start Article

Personal information
- Born: April 25, 1997 (age 28)
- Nationality: Canadian

Career information
- Game: League of Legends
- Role: Bot

Team history
- 2015: Magnetic
- 2015: Team Imagine
- 2015–2016: Team Frostbite
- 2016: Dream Team
- 2016–2017: Immortals
- 2017: Team Liquid
- 2017–2018: 100 Thieves
- 2018–2019: Clutch Gaming
- 2019: Dignitas
- 2019–2020: 100 Thieves
- 2020–2021: TSM Academy
- 2021–2022: Mirage Elyandra

Chinese name
- Simplified Chinese: 孙立宇
- Traditional Chinese: 孫立宇

Standard Mandarin
- Hanyu Pinyin: Sūn Lìyǔ

= Cody Sun =

Canadian League of Legends player

Liyu "Cody" Sun (孙立宇; born April 25, 1997) is a Canadian professional League of Legends player. He first rose to prominence while playing for Immortals in 2017, qualifying for the World Championship in his debut year in the LCS. The next year he qualified with 100 Thieves, and again the year after with Clutch Gaming.

end Article
start Rows

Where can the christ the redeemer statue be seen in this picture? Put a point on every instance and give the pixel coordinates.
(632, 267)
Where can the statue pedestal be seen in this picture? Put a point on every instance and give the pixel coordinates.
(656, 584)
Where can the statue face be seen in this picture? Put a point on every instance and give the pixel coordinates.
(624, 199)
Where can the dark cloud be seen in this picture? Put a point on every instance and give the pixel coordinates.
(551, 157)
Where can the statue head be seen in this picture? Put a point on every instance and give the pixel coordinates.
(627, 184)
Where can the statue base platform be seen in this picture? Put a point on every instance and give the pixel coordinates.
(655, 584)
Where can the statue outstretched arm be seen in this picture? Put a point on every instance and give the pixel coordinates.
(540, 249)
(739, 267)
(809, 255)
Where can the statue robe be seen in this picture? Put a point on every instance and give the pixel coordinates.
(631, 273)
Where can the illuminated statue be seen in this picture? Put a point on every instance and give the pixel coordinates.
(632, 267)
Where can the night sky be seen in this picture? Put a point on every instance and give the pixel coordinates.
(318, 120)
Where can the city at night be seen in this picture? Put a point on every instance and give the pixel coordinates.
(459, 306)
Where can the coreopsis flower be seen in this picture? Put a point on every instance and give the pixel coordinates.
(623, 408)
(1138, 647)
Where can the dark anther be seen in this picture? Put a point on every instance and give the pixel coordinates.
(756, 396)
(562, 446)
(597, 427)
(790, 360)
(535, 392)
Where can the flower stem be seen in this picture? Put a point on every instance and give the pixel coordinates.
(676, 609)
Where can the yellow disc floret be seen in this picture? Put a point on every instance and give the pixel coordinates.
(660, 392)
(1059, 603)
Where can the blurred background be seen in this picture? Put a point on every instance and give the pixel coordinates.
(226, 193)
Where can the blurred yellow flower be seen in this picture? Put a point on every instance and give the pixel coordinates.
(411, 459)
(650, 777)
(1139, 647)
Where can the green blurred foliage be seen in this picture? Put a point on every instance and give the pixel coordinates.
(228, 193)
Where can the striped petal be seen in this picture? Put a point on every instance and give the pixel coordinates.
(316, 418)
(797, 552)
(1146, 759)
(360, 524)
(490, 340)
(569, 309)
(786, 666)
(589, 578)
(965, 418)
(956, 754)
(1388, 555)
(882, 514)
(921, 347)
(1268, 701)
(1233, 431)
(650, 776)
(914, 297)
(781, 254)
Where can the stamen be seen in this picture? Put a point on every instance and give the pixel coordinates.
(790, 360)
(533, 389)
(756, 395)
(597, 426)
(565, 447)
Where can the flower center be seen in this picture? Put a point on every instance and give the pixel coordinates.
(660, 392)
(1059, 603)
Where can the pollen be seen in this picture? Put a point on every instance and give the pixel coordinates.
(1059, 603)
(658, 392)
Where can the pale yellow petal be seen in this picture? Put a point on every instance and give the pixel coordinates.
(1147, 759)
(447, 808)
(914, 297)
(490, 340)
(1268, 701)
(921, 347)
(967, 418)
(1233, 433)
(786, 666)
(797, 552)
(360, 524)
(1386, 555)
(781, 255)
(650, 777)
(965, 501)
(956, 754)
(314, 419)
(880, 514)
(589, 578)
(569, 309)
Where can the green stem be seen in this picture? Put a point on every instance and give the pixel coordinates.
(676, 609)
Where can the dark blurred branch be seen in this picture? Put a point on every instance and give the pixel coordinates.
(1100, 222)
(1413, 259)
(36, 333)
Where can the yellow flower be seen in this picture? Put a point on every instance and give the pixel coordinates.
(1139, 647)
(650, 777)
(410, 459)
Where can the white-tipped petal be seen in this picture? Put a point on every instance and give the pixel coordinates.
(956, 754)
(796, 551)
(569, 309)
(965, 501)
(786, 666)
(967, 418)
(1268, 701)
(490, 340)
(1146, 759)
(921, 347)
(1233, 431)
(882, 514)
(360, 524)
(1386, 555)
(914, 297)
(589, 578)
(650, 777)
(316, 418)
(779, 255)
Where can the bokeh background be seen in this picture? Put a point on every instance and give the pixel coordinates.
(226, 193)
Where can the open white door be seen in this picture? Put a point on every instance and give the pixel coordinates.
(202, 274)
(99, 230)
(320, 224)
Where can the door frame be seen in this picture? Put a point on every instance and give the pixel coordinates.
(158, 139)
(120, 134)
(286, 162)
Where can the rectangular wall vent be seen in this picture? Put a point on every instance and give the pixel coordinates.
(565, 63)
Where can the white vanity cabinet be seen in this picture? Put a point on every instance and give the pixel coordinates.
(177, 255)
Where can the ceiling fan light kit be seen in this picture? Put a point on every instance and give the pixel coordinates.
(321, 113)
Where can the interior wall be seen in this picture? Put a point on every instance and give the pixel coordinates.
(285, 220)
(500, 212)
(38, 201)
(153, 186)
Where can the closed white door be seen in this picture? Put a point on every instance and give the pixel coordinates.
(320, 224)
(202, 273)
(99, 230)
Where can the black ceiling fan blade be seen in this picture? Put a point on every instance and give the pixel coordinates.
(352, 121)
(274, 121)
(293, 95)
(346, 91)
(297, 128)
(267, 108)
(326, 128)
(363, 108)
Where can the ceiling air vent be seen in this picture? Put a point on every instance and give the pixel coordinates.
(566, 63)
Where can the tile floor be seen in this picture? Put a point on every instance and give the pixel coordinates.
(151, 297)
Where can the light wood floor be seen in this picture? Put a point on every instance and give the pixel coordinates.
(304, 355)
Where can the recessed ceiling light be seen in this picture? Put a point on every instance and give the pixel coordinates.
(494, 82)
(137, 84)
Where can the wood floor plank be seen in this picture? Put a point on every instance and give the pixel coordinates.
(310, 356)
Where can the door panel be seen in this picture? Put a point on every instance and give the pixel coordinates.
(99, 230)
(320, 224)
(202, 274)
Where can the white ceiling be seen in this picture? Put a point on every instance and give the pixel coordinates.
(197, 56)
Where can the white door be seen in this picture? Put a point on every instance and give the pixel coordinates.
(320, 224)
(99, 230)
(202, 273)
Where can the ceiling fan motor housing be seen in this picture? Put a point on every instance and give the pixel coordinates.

end Rows

▸ Exercise requirements
Reproduce word for word the part of the Cody Sun article above that opens with the words containing "Standard Mandarin" and closes with "with Clutch Gaming.".

▸ Result of this exercise
Standard Mandarin
- Hanyu Pinyin: Sūn Lìyǔ

= Cody Sun =

Canadian League of Legends player

Liyu "Cody" Sun (孙立宇; born April 25, 1997) is a Canadian professional League of Legends player. He first rose to prominence while playing for Immortals in 2017, qualifying for the World Championship in his debut year in the LCS. The next year he qualified with 100 Thieves, and again the year after with Clutch Gaming.